How many lines of the material that follows contain the word "below"? Case counts, so match capital and small letters exactly, and give only the number.

## [INFORMATION GIVEN]

'''

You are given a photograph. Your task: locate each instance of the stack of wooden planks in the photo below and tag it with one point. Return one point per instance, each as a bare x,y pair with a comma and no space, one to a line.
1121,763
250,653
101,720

'''
'''

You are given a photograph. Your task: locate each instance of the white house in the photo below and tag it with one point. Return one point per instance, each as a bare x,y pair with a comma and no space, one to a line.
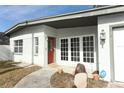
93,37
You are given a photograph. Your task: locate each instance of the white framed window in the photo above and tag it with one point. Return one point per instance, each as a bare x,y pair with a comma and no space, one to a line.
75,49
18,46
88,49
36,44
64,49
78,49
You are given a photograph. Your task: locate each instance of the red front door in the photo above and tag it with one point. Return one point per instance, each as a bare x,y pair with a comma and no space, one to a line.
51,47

'''

## [THE RESULT]
2